Material to process:
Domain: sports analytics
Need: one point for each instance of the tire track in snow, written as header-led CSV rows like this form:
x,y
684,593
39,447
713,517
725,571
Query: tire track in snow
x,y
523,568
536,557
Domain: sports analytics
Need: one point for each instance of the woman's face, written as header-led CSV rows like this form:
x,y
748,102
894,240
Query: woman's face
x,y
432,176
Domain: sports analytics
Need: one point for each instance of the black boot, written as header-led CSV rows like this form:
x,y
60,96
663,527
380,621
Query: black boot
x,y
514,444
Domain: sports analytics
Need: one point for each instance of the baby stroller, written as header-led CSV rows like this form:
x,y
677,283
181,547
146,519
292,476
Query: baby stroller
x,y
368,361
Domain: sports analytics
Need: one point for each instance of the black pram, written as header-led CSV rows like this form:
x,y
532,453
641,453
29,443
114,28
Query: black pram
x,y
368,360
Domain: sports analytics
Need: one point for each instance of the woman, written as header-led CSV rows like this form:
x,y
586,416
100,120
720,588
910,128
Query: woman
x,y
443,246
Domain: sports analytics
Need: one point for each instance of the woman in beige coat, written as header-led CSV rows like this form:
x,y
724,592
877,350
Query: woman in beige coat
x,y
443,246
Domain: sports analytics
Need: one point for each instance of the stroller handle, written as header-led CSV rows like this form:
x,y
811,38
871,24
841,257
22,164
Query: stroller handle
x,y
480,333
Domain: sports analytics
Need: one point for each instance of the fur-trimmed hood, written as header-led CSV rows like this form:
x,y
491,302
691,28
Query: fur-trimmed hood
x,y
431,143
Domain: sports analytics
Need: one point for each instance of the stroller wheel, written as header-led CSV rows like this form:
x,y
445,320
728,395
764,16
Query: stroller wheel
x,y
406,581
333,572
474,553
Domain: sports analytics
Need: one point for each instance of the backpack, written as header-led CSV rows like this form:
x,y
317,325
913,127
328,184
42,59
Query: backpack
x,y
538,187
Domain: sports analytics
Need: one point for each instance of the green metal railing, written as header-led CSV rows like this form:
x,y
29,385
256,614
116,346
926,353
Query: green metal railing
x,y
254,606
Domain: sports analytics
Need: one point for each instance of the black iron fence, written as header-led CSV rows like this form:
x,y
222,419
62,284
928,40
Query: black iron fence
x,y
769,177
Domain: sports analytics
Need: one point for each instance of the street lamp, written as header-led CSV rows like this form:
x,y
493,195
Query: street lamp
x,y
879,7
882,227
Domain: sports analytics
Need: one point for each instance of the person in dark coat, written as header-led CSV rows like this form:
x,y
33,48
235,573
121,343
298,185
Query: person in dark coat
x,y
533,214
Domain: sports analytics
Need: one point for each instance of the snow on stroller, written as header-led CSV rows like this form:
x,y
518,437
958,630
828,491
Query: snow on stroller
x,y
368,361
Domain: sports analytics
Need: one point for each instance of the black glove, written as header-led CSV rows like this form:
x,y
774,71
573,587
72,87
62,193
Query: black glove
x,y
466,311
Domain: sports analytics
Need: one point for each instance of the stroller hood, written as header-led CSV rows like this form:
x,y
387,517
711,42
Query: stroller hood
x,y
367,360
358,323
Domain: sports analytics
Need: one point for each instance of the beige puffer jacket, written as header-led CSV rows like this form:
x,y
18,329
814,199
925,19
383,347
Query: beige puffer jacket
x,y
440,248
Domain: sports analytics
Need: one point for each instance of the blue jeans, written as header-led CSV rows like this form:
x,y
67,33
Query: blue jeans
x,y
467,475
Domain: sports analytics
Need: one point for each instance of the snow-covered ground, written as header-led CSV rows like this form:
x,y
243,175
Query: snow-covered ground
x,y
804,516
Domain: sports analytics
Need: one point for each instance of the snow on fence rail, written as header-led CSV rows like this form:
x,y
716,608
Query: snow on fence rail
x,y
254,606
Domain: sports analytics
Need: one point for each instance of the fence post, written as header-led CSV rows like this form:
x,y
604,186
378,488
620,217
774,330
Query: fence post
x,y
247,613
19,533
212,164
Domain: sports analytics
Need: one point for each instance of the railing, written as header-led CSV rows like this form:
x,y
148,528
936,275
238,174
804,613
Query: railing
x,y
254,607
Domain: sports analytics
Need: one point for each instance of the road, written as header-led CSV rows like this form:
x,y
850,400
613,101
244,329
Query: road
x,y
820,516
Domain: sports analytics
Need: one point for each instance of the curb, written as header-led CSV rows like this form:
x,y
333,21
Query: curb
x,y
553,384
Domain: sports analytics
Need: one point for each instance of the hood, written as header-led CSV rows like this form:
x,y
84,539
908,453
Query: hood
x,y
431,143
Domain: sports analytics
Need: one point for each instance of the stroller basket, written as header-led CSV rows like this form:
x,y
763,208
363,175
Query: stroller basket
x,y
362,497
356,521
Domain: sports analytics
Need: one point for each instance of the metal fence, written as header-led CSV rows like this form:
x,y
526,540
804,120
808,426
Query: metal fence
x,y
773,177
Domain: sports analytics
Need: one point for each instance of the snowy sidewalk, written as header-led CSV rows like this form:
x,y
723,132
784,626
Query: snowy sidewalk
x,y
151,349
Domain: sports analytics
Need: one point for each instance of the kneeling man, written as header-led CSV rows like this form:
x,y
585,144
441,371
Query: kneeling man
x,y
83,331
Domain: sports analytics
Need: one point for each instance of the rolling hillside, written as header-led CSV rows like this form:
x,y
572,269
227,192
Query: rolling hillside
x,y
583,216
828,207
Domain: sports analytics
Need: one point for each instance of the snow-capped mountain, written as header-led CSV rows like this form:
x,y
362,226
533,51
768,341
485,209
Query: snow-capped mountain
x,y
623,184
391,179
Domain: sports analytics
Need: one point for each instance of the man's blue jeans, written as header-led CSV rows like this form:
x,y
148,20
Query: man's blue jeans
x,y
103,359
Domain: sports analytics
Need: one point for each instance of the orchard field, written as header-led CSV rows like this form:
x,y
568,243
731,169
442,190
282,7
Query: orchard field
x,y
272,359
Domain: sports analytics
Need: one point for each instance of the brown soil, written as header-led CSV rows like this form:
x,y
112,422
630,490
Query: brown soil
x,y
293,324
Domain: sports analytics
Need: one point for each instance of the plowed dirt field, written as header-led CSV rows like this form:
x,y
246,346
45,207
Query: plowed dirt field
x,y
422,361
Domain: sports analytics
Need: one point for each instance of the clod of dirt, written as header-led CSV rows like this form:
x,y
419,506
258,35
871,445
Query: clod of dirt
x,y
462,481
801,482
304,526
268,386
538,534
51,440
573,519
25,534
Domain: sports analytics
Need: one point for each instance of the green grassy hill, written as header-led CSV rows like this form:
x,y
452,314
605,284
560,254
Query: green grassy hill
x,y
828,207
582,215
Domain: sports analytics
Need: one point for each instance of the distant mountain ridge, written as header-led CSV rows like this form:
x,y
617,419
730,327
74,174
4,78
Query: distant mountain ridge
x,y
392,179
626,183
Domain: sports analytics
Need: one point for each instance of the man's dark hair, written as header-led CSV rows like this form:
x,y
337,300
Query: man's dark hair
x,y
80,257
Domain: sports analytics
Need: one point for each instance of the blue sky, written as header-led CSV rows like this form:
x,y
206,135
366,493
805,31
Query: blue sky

To do:
Repeat each entry exactly.

Reply:
Domain: sports analytics
Need: one point for each instance of the tire track in snow, written as header-led CSV rows like this form:
x,y
684,593
39,447
713,517
725,571
Query: tire track in snow
x,y
523,568
536,557
Domain: sports analytics
Need: one point for each instance of the woman's face, written as header-led CSV rows like this form:
x,y
748,102
894,240
Query: woman's face
x,y
432,176
Domain: sports analytics
Need: one point for each instance of the black boot, written as header-led CSV rows like this form:
x,y
60,96
663,527
380,621
Query: black boot
x,y
514,444
Domain: sports analytics
Need: one point for each instance of the baby stroller, written as header-led CSV rows like this form:
x,y
677,283
181,547
146,519
292,476
Query: baby stroller
x,y
368,361
Domain: sports analytics
Need: one point for each instance of the black pram, written as header-led CSV rows like this form:
x,y
532,453
641,453
29,443
114,28
Query: black pram
x,y
368,360
Domain: sports analytics
Need: one point for each instance of the woman, written as header-led CSV rows like this form:
x,y
586,416
100,120
720,588
910,128
Query: woman
x,y
443,246
Domain: sports analytics
Need: one point for each instance of the woman in beige coat, written as header-led CSV rows like this form:
x,y
724,592
877,350
Query: woman in beige coat
x,y
443,246
Domain: sports analytics
Need: one point for each instance of the stroller handle, written as header-led CSV rows like this form:
x,y
811,38
871,24
841,257
22,164
Query: stroller handle
x,y
480,333
Domain: sports analytics
Need: one point for each instance of the fur-trimmed hood, written as header-led CSV rows like this form:
x,y
491,302
691,28
Query: fur-trimmed hood
x,y
431,143
Domain: sports analytics
Need: one point for each instance of the stroller wheel, written as header-led CSV rows like this form:
x,y
445,320
728,395
764,16
Query: stroller wheel
x,y
406,581
333,572
474,553
Domain: sports analytics
Need: one point for each instance of the backpack, written as header-led CSV rows like this form:
x,y
317,325
913,127
328,184
42,59
Query: backpack
x,y
538,187
Domain: sports analytics
Need: one point for each instance of the green metal railing, written as header-led CSV rows like this form:
x,y
29,385
256,614
116,346
926,353
Query: green metal railing
x,y
254,606
Domain: sports analytics
Need: one point for each instance of the black iron fence, written as header-led CSV rows like this form:
x,y
222,419
62,284
928,40
Query: black iron fence
x,y
769,177
Domain: sports analytics
Need: one point for each instance of the street lamp, written as header-led CSV rows like this form:
x,y
493,195
Query: street lamp
x,y
879,7
882,227
Domain: sports analytics
Need: one point for each instance of the person in dark coat, written as header-led CSV rows like this form:
x,y
33,48
235,573
121,343
298,185
Query: person in dark coat
x,y
533,214
Domain: sports analytics
Need: one point for each instance of the snow on stroller, written as header-led CSV rows like this form:
x,y
518,437
958,630
828,491
Query: snow on stroller
x,y
368,361
Domain: sports analytics
Need: one point for each instance of the black glove, written as header-led CSV rows like this form:
x,y
774,71
573,587
72,87
62,193
Query: black glove
x,y
466,311
Domain: sports analytics
Need: one point for each instance of the stroller hood, written as header-led CSV rows like this form:
x,y
387,517
711,42
Query: stroller hood
x,y
367,360
358,323
Domain: sports analytics
Need: one point for each instance of the beige puffer jacket, written as header-led CSV rows like this form:
x,y
18,329
814,199
925,19
383,347
Query: beige puffer jacket
x,y
440,248
Domain: sports analytics
Need: one point for each instance of the blue jeans, written as header-led CSV rows like this form:
x,y
67,33
Query: blue jeans
x,y
467,475
Domain: sports analytics
Need: one point for each instance of the snow-covered ground, written as header-led CSV rows like this form:
x,y
243,175
Query: snow-covered ground
x,y
804,516
Domain: sports analytics
Need: one point for each instance of the snow on fence rail, written as header-led CSV rows like this form:
x,y
716,608
Query: snow on fence rail
x,y
254,606
Domain: sports analytics
Need: one point for each instance of the fence post, written as header-led CSV rows like this form:
x,y
604,186
378,488
620,217
774,330
Query: fence post
x,y
247,613
19,533
212,164
Domain: sports analytics
Need: one point for each instance of the railing, written as header-led CSV rows like this form:
x,y
148,528
936,275
238,174
804,613
Query: railing
x,y
254,607
Domain: sports analytics
Need: one point for each instance of the road, written as header-led CSV rows like this form:
x,y
850,400
613,101
244,329
Query: road
x,y
820,516
Domain: sports analytics
Need: one point for each instance of the curb, written as header-led CSV rows like this form:
x,y
333,21
Query: curb
x,y
553,384
Domain: sports analytics
Need: one point for each instance of the hood, written as header-led CSV rows like this form:
x,y
84,539
908,453
Query: hood
x,y
431,143
Domain: sports analytics
Need: one point for each instance of the stroller basket, written as header-led CSV rows like this form:
x,y
763,208
363,175
Query: stroller basket
x,y
362,497
356,521
Domain: sports analytics
Need: one point for each instance of the metal fence, written as header-led CSV rows like this form:
x,y
526,540
804,120
808,426
Query: metal fence
x,y
773,177
Domain: sports analytics
Need: one point for each instance of the snowy sidewalk, written as header-led CSV rows like this form:
x,y
723,132
784,626
Query: snowy sidewalk
x,y
151,349
Domain: sports analytics
Need: one point for each instance of the kneeling man, written as header-led CSV rows like this form:
x,y
585,144
441,371
Query: kneeling man
x,y
83,331
Domain: sports analytics
Need: one point for each instance of the rolling hillside, written as header-led CSV rows like this form:
x,y
572,269
227,192
Query: rolling hillside
x,y
583,216
828,207
Domain: sports analytics
Need: one point for each instance of the snow-capped mountain, written as header-led CSV rows like this form:
x,y
362,226
533,51
768,341
485,209
Query: snow-capped mountain
x,y
623,184
391,179
Domain: sports analytics
Need: one point for each instance of the man's blue jeans, written as header-led CSV rows like this form:
x,y
148,20
Query: man's blue jeans
x,y
103,359
Domain: sports analytics
Need: one point for each instance of the orchard field, written as header-led CSV rows like this form:
x,y
568,243
731,169
442,190
282,7
Query: orchard field
x,y
272,359
Domain: sports analytics
Need: one point for each instance of the brown soil, written as header-led CSV rows like this form:
x,y
112,422
630,490
Query: brown soil
x,y
293,324
Domain: sports analytics
Need: one point for each instance of the plowed dirt field, written as header-led CSV rows like this form:
x,y
246,346
45,207
Query: plowed dirt field
x,y
422,361
Domain: sports analytics
Need: one point for each instance of the clod of dirt, written as header-led CSV rows like this form:
x,y
419,506
258,35
871,445
Query: clod of dirt
x,y
462,481
801,482
304,526
268,386
538,534
51,440
573,519
25,534
Domain: sports analytics
Need: one point for each instance of the green grassy hill, written as header-led CSV rows like this form:
x,y
452,314
605,284
560,254
Query: green grassy hill
x,y
828,207
582,215
Domain: sports analytics
Need: one point for each instance of the distant mountain ridge, written as header-led CSV rows like this form:
x,y
617,419
730,327
74,174
4,78
Query: distant mountain ridge
x,y
392,179
626,183
Domain: sports analytics
Need: one point for each instance of the man's dark hair, written as header-led CSV rows like this form:
x,y
337,300
Query: man's dark hair
x,y
80,257
Domain: sports analytics
Need: one point for each instance of the blue sky, written as header-led CSV rows like this form:
x,y
206,135
366,493
805,31
Query: blue sky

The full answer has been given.